Document segment
Sapporo Snow Festival – Yuki Matsuri

We can finally check another island off our list! Since moving to Japan, we have visited over twenty cities, but never left the island of Honshu. Two weeks ago, we went to Hokkaido to see the famous snow festival in Sapporo. Besides yuki matsuri, we fit in a couple other sites in Hokkaido, and slept on a ferry for the first time. You can read about the ferry experience here (Coming Soon!).

Yuki matsuri is a yearly 6-day winter wonderland where people from all over the globe create massive snow sculptures that remain on display day and night. It is rated as one of those must-see experiences, and it was definitely impressive. February is arguably the “worst” weather period for Hokkaido, as it is below freezing and often snowing. The festival coordinators do their best to provide fun winter activities throughout the day, but there is only so much fun one can have for extended periods outdoors in -7°C degree weather (even colder at night). Lots of food stalls line the main sculpture park, offering temporary respite from the cold, and since the festival features works from many countries, it is a great chance to get non-Japanese food. We particularly enjoyed the fantastic Indian cuisine in front of the huge snow Malaysian temple.

You can also watch singers and dancers perform on frigid outdoor stages, partake in ice skating and sledding, and see Japanese snowboarders and skiiers do tricks off an Olympic-style ski jump. One 14 year old snowboarder was fantastic and apparently devoid of fear. And… that’s about it. You can make a nice day of it, or day and a half, since there are three separate locations for ice sculptures, but with five days scheduled in our trip, we realized we’d have to fill up the time elsewhere.

Raw records
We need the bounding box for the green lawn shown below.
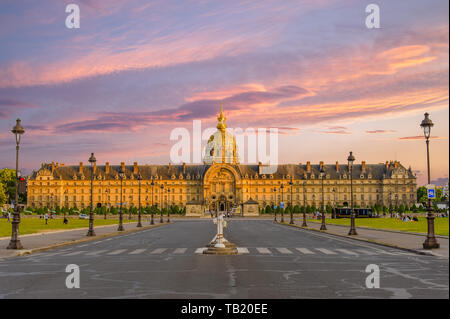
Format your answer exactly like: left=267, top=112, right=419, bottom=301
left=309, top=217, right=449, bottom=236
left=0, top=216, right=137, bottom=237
---
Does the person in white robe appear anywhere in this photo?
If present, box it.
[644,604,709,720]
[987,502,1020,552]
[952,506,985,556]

Exercise tasks
- A) Answer these about the Sapporo Snow Festival post:
(i) Which island had the writers never left before this trip?
(ii) How many days does yuki matsuri last each year?
(iii) How old was the snowboarder who impressed them?
- B) Can you repeat the stretch of the Sapporo Snow Festival post from "You can also" through "the time elsewhere."?
- C) Go on with the Sapporo Snow Festival post from where it stops.
The data has no connection to the Sapporo Snow Festival post.

Responses to the exercise
- A)
(i) Honshu
(ii) Six days
(iii) 14 years old

- B)
You can also watch singers and dancers perform on frigid outdoor stages, partake in ice skating and sledding, and see Japanese snowboarders and skiiers do tricks off an Olympic-style ski jump. One 14 year old snowboarder was fantastic and apparently devoid of fear. And… that’s about it. You can make a nice day of it, or day and a half, since there are three separate locations for ice sculptures, but with five days scheduled in our trip, we realized we’d have to fill up the time elsewhere.

- C)
While I’m sure Sapporo is a happening place in the summer, it can be a bit dull in the winter. What there is to do and see may be dampened by perpetual snowfall. Indoor activities it was then! Luckily, Sapporo boasts a nice subway system that is concise and easy to use, so you don’t have to do a ton of outdoor walking. I especially recommend the Hokkaido Museum of Modern Art. The temporary collection is rotated often, but contains many works by Japanese artists schooled in French impressionism and École de Paris. A five minute walk from the Nishi 18 Chome station, in winter the museum observatory overlooks a snow filled garden where you can relax on a couch with a good book (I took this time to read a personal account of autism by a Japanese teenager, check out The Reason I Jump for a fascinating narrative).

The special exhibit was a fantastic collection of the works of Ken-ichi Kuriyagama. He was a wonderful Japanese artist who created paintings of Hokkaido for tourism posters. 120 posters were on display along with 40 of the original paintings on canvas, in colors even more vibrant than the posters can imply. The paintings were not only stunning in their beautiful simplicity, but the collection led one back to the times when advertising was actual art. Frankly, it was very hard to go back to the subway station and look at all the heartless, digital ads after viewing that exhibit. When did we lose the desire for beauty in our search for commodities? Needless to say, it was one of the most beautiful things I have seen in Japan.

Close to the art museum, one subway stop west at Maruyamakoen, is a bona-fide Louisiana-style southern restaurant, Dixie-Roux. If you are in the area (especially if you live in Japan and are a little tired of the culinary monotony) you must give it a try. Perhaps the number one selling point for me, outside of the fabulous inner décor, great service and wonderful food, was the drink menu. Nowhere in Japan have I seen mint juleps, hurricanes, or the crème-de-la-crème, a Cosmopolitan.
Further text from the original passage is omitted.